TEXT FOR ANALYSIS:
-- Opening Marker --

The class is divided up into two teams: a care team and a contagion team.

They roll a 20-sided Dungeons and Dragons dice to allow for randomness. When the students proposed giving Jackson’s character liver failure, they rolled against him and had to get a higher number than what he rolled.

Assistant Professor Paul Jackson teaching a section of his GEOG 345: "Cultural Geography" class in which students were broken into two groups to play a "care or kill" turn-based role-playing game. The students in the class were divided into two groups - a "kill" group which tried to theoretically "kill" a fictionalized version of Prof. Jackson by changing his geographic location or demographic identify (age, nationality, gender, etc.) and a "care" group which would attempt to save him by modifying the same characteristics. The teams would role dice to determine the degree to which each would be permitted to change variables in the game. - (Evan Krape / University of Delaware)
“The concept is to shake them up out of their standard learning environment and to make them active participants in trying to problem-solve a health issue,” said Paul Jackson, assistant professor in the Department of Geography in UD’s College of Earth, Ocean and Environment. “I use myself as the guinea pig in that way.”

-- Closing Marker --

Extracted records:

-- Opening Marker --

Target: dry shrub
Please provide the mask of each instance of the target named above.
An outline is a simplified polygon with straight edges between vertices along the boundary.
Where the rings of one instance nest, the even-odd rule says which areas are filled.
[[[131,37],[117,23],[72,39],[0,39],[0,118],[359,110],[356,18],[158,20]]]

-- Closing Marker --

TASK 1: In the text about the cultural geography class game, which department does Paul Jackson belong to?
TASK 2: Continue the text about the "care or kill" role-playing game in the cultural geography class from the point where it stops.

RESPONSE 1: The Department of Geography in UD's College of Earth, Ocean and Environment.

RESPONSE 2:
The context is important as well. Jackson’s class has made him a professor and a geologist who enjoys exploring caves, which is why he started his journey in Croatia, where the contagion class put him in a cave to try to deprive him of water. The care team transported him away from the cave in Croatia to London, reasoning that he had to travel to the World Congress on Geology and Earth Science where he was a key presenter.

From London, he took a trip to Moors National Park as the contagion team tried to isolate him and then eventually ended up at the Mayo Clinic in Minnesota.

“Even just saying to them, ‘Ok, you want to put me in the best facilities in the United States,’ that allows me to prompt them and ask: ‘Where is that?’ ” Jackson said. “This teaches them to be part of a group. It’s a collective research project that looks at what can hurt me, what can save me and how do you determine that? It forces them to come to a decision, which forces them to have a discussion.”

Because the class in the spring of 2019 had several first-year students, Jackson also said that it helps them to learn and improve upon basic research skills. He tries to make the class as realistic as possible — though admitting that there is also a good amount of creative license, such as airlifting a sick patient from the United Kingdom all the way to Minnesota.

“They can’t just make me spontaneously combust or anything like that,” said Jackson. “My ultimate goal is for them to think about the social community. There’s got to be people who are supporting me and that generally isn’t health care professionals.”

Jackson starts off the semester at 100 health points and then dwindles down or stays healthy as the class progresses. He is still tinkering with the rules and has discovered some pitfalls occur when each group somehow manages to roll a one or a 20, which is like hitting the jackpot.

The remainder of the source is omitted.